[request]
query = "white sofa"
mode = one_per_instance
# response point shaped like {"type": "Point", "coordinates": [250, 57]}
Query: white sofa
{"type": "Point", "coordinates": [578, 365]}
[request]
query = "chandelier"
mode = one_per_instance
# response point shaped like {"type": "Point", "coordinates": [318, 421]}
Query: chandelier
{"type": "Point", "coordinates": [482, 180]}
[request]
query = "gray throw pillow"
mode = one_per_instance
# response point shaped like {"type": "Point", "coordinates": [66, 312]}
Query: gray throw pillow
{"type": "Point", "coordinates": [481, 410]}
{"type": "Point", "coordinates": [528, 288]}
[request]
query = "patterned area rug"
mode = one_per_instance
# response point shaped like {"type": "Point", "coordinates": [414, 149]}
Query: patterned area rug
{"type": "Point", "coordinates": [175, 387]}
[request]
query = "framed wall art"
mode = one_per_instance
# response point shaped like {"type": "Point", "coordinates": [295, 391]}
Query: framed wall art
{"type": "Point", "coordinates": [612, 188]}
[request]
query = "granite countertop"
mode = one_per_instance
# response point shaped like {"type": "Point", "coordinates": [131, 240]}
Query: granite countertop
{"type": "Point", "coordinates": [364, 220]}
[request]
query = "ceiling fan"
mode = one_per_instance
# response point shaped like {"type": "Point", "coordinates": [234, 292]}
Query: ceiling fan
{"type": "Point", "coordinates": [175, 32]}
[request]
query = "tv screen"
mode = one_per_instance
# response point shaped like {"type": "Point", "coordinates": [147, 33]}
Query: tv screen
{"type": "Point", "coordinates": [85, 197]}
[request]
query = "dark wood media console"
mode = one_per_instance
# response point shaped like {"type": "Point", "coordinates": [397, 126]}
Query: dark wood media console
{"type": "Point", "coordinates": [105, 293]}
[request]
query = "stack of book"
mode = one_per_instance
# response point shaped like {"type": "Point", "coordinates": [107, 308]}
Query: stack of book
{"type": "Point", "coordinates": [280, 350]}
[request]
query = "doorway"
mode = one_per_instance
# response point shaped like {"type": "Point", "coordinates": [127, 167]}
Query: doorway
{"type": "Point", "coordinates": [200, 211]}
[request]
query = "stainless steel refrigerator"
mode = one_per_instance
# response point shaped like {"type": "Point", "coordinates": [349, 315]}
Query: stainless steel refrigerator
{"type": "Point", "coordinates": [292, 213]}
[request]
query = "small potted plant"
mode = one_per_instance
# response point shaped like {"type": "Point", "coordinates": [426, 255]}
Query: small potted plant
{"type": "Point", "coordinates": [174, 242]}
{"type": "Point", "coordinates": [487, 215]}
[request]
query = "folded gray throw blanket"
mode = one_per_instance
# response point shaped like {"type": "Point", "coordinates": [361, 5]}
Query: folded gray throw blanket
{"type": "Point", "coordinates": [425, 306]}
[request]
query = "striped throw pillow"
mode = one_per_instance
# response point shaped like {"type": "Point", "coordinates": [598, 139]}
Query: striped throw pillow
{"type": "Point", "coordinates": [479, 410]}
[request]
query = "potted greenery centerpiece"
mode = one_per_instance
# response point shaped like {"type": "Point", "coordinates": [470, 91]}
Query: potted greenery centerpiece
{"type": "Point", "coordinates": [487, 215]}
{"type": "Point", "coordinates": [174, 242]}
+---+
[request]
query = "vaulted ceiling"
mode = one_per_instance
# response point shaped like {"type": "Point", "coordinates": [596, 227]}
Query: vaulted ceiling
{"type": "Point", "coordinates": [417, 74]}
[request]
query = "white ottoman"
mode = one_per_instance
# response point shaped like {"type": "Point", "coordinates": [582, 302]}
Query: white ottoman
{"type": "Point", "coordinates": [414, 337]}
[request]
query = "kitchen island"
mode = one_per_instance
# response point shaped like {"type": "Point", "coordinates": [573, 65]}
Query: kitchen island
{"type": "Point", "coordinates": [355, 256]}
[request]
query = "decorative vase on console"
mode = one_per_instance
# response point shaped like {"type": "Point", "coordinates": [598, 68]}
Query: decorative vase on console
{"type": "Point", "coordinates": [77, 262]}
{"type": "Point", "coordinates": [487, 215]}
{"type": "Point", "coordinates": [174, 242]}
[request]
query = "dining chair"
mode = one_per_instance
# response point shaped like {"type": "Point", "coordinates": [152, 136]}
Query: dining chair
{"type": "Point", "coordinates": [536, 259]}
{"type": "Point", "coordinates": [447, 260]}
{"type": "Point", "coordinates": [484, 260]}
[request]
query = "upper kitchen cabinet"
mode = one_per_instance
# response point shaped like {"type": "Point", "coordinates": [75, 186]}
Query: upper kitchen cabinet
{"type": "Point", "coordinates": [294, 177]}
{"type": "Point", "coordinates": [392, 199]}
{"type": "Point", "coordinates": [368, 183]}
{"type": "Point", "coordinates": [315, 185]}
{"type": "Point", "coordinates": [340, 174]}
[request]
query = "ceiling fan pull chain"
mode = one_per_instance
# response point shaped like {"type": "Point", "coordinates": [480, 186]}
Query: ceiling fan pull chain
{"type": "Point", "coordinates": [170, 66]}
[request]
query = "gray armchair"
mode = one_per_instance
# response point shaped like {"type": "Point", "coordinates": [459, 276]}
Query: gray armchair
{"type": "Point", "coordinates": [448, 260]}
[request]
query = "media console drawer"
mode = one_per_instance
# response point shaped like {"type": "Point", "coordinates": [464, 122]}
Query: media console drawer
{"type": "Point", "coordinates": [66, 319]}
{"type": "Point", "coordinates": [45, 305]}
+---+
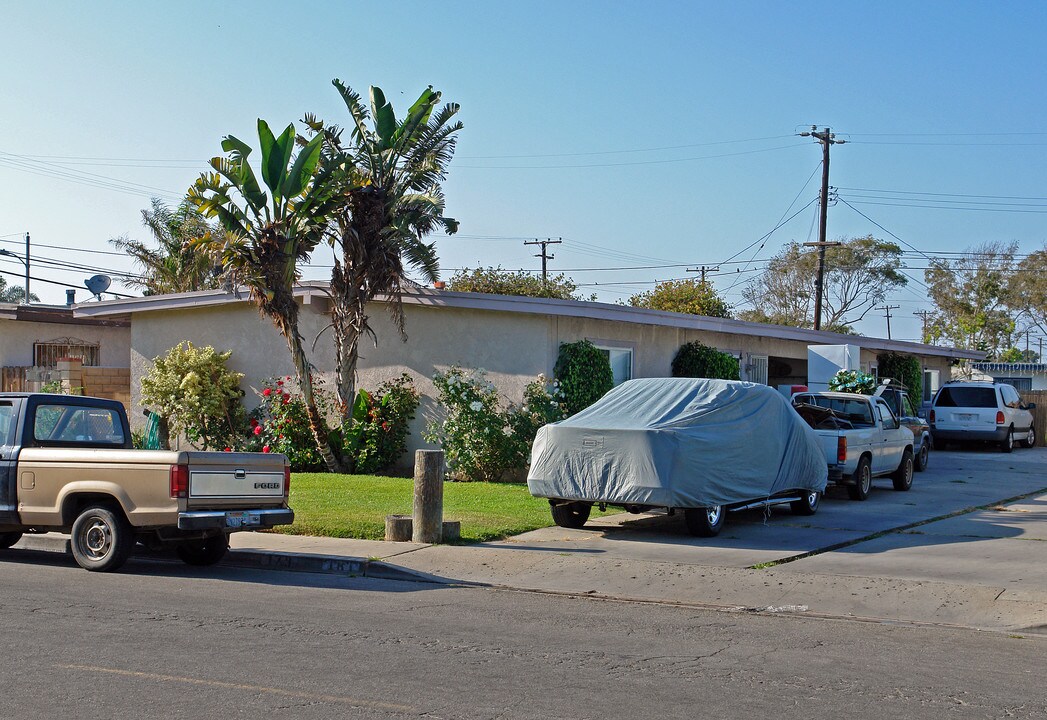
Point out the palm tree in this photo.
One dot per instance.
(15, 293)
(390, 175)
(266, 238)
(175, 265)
+---+
◆ **Directive**: Please show every line in the records above that contains the word "white".

◆ **Answer for this exercise**:
query = "white sofa"
Query: white sofa
query = "white ottoman"
Query: white ottoman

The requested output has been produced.